──────── Material to process ────────
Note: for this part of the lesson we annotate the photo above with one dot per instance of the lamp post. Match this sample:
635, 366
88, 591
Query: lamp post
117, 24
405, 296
────────
──────── Material to process ────────
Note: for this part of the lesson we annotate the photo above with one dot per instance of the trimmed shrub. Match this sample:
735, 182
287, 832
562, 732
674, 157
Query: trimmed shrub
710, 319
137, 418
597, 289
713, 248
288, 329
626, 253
────────
──────── Material to process ────────
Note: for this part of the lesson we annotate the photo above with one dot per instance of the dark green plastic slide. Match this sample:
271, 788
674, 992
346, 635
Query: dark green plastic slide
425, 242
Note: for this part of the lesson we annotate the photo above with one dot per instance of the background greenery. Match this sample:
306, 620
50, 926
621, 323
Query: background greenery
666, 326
────────
◆ Work to do
Please identify every line of the records above that contains the word "greenery", and copy each of those lines.

◆ Written response
Note: for this part of the lesson we annotate the photo above with one dot per instance of the background greenery. Match this sample:
Query: background greenery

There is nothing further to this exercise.